Е.Г. Соколов
Введение в культурологию. Курс лекций / Под ред. Ю.Н. Солонина, Е.Г. Соколова. СПб., 2003. С.53-67
[53]
Культура не исчерпывается только и исключительно искусством, «производством, обменом и потреблением» артефактов. Поскольку отождествление искусства и культуры является расхожим повседневным штампом, постольку с самого начала следует указать на различие, существующее между данными категориями. Культура — понятие более широкое, оно включает в себя разнообразные опыты и практики (например, экономика, политика, наука, мораль, быт и пр.). Искусство же — не более чем один из «культурных отсеков», в логическом и в оперативно-действенном отношениях равный другим составляющим культуры. В те или иные временные промежутки искусство может выступать как наиболее эффектная и значимая часть культуры, как отчетливый проводник основных смысловых позиций, по которым фиксируется тот или иной культурный стандарт, но никогда оно не исключает полностью и без остатка иные способы конституирования культурного пространства.
И еще на один момент следует обратить внимание, а именно: сложность дефинициации искусства и, как следствие, невозможность однозначно указать четкие темпоральные и топографические границы «телоса искусства». При всем многообразии подходов к данным вопросам — что есть искусство? какие феномены следует считать искусством, а какие нет? — авторские позиции можно разделить, по крайней мере, на две группы. К первой относятся те авторы, которые считают, что искусство — антропологическая константа, специфически человеческий способ восприятия и транскрибирования окружающего мира (традиция ведет свою историю еще от Платона). Рабочим детерминативом сферы искусства выступает, при таком подходе, художественность как таковая. Ее эквивалентом может стать «эстетическая способность» (в самых разных терминологических вариациях) как один из аспектов, наряду с познавательной и практической, человеческой активности как таковой. Если мы встанем на эту точку зрения, то окажется, что искусство было всегда: во все времена люди «слагали гимны» и «ваяли скульптуры», т.е. художественно-эстетически осваивали мир. Весьма веским аргументом в пользу данного мнения является и то, что огромное количество феноменов, ныне занимающих почетное место в музейных витринах, чья принадлежность к сфере искусства не
[54]
вызывает ни малейших сомнений — именно как непревзойденными произведениями искусства ими любовалось и восхищалось не одно поколение людей, — пришли к нам из стародавних времен.

## Задание:
Напишите продолжение приведенного выше отрывка лекции о соотношении культуры и искусства, начав сразу после его последнего предложения.

## Исходные данные:
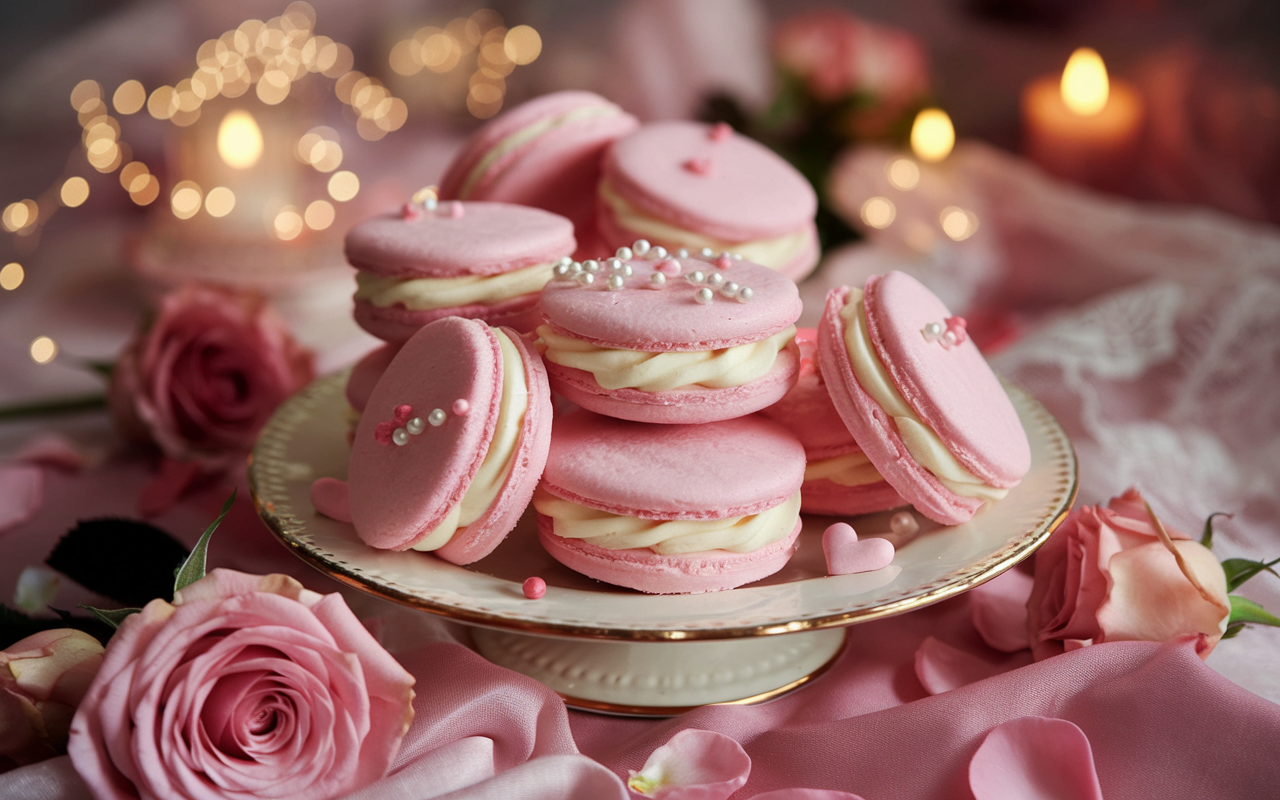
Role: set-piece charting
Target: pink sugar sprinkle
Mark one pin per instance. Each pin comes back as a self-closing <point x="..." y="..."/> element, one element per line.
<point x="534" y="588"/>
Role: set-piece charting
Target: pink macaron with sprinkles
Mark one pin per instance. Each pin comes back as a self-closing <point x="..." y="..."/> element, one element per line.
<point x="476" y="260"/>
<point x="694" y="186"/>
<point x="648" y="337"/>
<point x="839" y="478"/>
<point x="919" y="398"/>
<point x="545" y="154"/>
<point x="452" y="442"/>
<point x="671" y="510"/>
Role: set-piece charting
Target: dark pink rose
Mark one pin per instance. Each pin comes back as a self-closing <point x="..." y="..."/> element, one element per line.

## Результат упражнения:
Противоположный взгляд активно рекламируется в последние 70-80 лет. В результате этнопсихологических (по терминологии К. Леви-Стросса — этнологических) наблюдений и активной структуралистской и постструктуралистской проработки полученных данных, а также под влиянием «циклических» культурологических концепций незыблемость художественно-эстетической культурно-антропологической константы уже не представляется безусловной. Факт музеефикации тех или иных феноменов прошлого при таком подходе еще ничего не доказывает и является, скорее всего, лишь ретроактивной интервенцией, некоторым недоразумением или целенаправленной подменой. Наши впечатления, наша реакция на то или иное художественное творение прошлого суть результаты нашего способа освоения и транскрибирования мира. В аутентичном контексте, т.е. во времена, когда данный феномен создавался, он мог вызывать совершенно другие чувства и побуждать совсем к иным действиям. Кроме того, реакция на один и тот же феномен могла существенно варьироваться в различные эпохи, сквозь которые ныне фиксируемый как артефакт феномен прошел. Да и «видят» то разные народы и разные культуры по-разному. Соответственно, художественность как таковая оказывается прихотью (или неизбежностью) только нашей культуры, а эстетическая способность антропологически не запрограммирована.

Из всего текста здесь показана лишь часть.